◆ Work item
Below are the records; retype each one exactly.

::: Dataset :::

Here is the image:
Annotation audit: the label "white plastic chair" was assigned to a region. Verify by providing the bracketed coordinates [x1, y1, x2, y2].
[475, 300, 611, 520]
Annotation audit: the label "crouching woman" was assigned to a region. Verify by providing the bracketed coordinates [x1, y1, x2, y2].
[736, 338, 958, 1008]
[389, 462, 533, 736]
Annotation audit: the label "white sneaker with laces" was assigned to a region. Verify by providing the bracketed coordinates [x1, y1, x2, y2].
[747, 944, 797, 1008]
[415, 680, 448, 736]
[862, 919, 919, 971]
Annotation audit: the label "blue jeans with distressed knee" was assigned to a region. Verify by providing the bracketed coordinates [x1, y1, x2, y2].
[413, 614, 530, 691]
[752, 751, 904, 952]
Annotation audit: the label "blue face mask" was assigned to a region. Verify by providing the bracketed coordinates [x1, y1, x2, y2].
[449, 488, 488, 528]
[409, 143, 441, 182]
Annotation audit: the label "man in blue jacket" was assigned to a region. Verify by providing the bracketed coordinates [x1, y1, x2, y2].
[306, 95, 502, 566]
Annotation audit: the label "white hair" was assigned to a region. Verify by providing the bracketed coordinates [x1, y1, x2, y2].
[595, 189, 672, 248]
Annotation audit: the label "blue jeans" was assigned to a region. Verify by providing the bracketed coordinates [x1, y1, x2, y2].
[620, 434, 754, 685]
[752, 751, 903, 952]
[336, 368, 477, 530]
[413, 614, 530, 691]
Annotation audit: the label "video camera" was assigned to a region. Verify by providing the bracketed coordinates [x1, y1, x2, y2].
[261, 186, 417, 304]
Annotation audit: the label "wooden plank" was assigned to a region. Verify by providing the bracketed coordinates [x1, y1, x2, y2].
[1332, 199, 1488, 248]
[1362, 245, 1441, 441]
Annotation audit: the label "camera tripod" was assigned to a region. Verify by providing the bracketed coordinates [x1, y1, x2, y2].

:::

◆ Answer space
Here is the image:
Annotation audit: the label "white plastic chair" was assigned to a region. Verify by providing the bracketed coordinates [x1, y1, x2, y2].
[475, 300, 611, 520]
Annotation audit: the label "crouching woman" was assigned to a region. Verify by providing the bracketed coordinates [x1, y1, x2, y2].
[736, 338, 958, 1008]
[389, 462, 533, 736]
Annotation audit: the label "white sneaker with laces" was assigned to a region. Verify by providing the bracketed coordinates [x1, y1, x2, y2].
[747, 944, 797, 1008]
[415, 680, 448, 736]
[862, 919, 919, 971]
Annotation audit: the label "blue jeans with distressed knee" was assigned to a region. Verify by providing the bracketed coordinates [x1, y1, x2, y2].
[413, 614, 530, 691]
[752, 751, 904, 952]
Annotation audit: the label "blue face mask" was assigned to a region. Verify by providing the bracketed coordinates [x1, y1, x2, y2].
[449, 488, 488, 528]
[409, 143, 441, 182]
Annotation audit: the label "man in blue jacket" was assigned to a region. Verify by providing the bracketed coordinates [x1, y1, x2, y2].
[306, 95, 502, 566]
Annotation audit: the label "white hair" was assigned to a region. Verify by providing the bracketed coordinates [x1, y1, x2, y2].
[595, 189, 672, 248]
Annotation audit: the label "blue jeans" was assigned to a region. Verify by providing the bracketed coordinates [x1, y1, x2, y2].
[620, 434, 754, 685]
[752, 751, 903, 952]
[336, 368, 477, 530]
[413, 614, 530, 691]
Annotation audit: the label "video camera" was assigned to a region. Verify by providing the bracketed coordinates [x1, y1, x2, y2].
[261, 186, 417, 304]
Annotation audit: the label "wooden plank" was assigned to a region. Verify by providing the bracketed coordinates [x1, y1, x2, y2].
[1332, 199, 1488, 248]
[1362, 245, 1441, 441]
Annotation audit: the label "camera tripod" was assigned to a region. Verify by providing the bracketed coordinates [x1, y1, x2, y2].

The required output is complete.